## TEXTAUSZUG
_ _ _ _ _ _ _
Disney setzt „Frozen“ fort Suche nach dem alten Königreich

Der Animationsfilm „Die Eiskönigin 2“ knüpft an die Vorgeschichte der Verfilmung des Andersen-Märchens an.

 Königin Elsa (v.l.n.r.), Anna, Kristoff und Rentier Sven in einer Szene des Films „Die Eiskönigin 2“.

Königin Elsa (v.l.n.r.), Anna, Kristoff und Rentier Sven in einer Szene des Films „Die Eiskönigin 2“.

Foto: dpa/-

Nur sehr lose hatte Disney+ vor sechs Jahren seinen Animationsfilm „Die Eiskönigin“ (engl. Titel: „Frozen“) an Hans Christian Andersens Kunstmärchen angelegt. Die Herrscherin der Kälte war hier keine böse Zauberin, die mit ihrem Fluch lauter Liebhaber versklavte, sondern ein heranwachsendes Mädchen, das mit der Kontrolle seiner Vereisungskräfte in Schwierigkeiten geriet. Im Zentrum stand auch nicht die Romanze zwischen Kay und Gerda, die das gefrorene Herz des Geliebten durch ihre Tränen reanimiert. Vielmehr erzählte das Regie-Duo Jennifer Lee und Chris Buck die wechselhafte Beziehung zweier grundverschiedener Schwestern, die füreinander bedingungslos einstanden.
_ _ _ _ _ _ _
## GEGEBENE INFORMATIONEN
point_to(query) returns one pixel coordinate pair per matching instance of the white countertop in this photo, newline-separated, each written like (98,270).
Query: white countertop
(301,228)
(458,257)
_ _ _ _ _ _ _
## ARBEITSAUFTRÄGE
A) Gib im Artikel über „Die Eiskönigin 2“ die Passage von „Nur sehr lose“ bis „füreinander bedingungslos einstanden.“ wortgetreu wieder.
B) Setze den Artikel über „Die Eiskönigin 2“ im Anschluss an seinen letzten Satz fort.

## LÖSUNGEN DER REIHE
A)
Nur sehr lose hatte Disney+ vor sechs Jahren seinen Animationsfilm „Die Eiskönigin“ (engl. Titel: „Frozen“) an Hans Christian Andersens Kunstmärchen angelegt. Die Herrscherin der Kälte war hier keine böse Zauberin, die mit ihrem Fluch lauter Liebhaber versklavte, sondern ein heranwachsendes Mädchen, das mit der Kontrolle seiner Vereisungskräfte in Schwierigkeiten geriet. Im Zentrum stand auch nicht die Romanze zwischen Kay und Gerda, die das gefrorene Herz des Geliebten durch ihre Tränen reanimiert. Vielmehr erzählte das Regie-Duo Jennifer Lee und Chris Buck die wechselhafte Beziehung zweier grundverschiedener Schwestern, die füreinander bedingungslos einstanden.

B)
Die Mischung aus übernatürlichen Kräften, Geschwisterliebe und spektakulären Tiefkühl-Effekten bescherte dem Film ein begeistertes Publikum. Für die meisten Mädchen, die damals zwischen drei und 13 Jahre alt waren, gehört der Film zum kindheitsprägenden Kulturereignis. Über 1,27 Milliarden Dollar spielte „Frozen“ weltweit ein.

Sechs Jahre sind eine verhältnismäßig lange Wartezeit für ein Sequel mit einer solch erfolgreichen Vorgeschichte, aber vielleicht setzen die Disney-Strategen auch gezielt darauf eine neue Geschwistergeneration mit dem „Frozen“-Virus zu infizieren. Erneut zeichnen Lee und Buck für die Regie verantwortlich und mit dieser personellen ist auch eine sichtbare, inhaltliche Kontinuität gewährleistet. Im ersten Teil floh Prinzessin Elsa aus der restriktiven Enge der Familie in die wilde Natur, um mit einem kraftvoll geschmetterten „Let It Go“ den gefahrvollen, übernatürlichen Fähigkeiten endlich freien Lauf zu lassen.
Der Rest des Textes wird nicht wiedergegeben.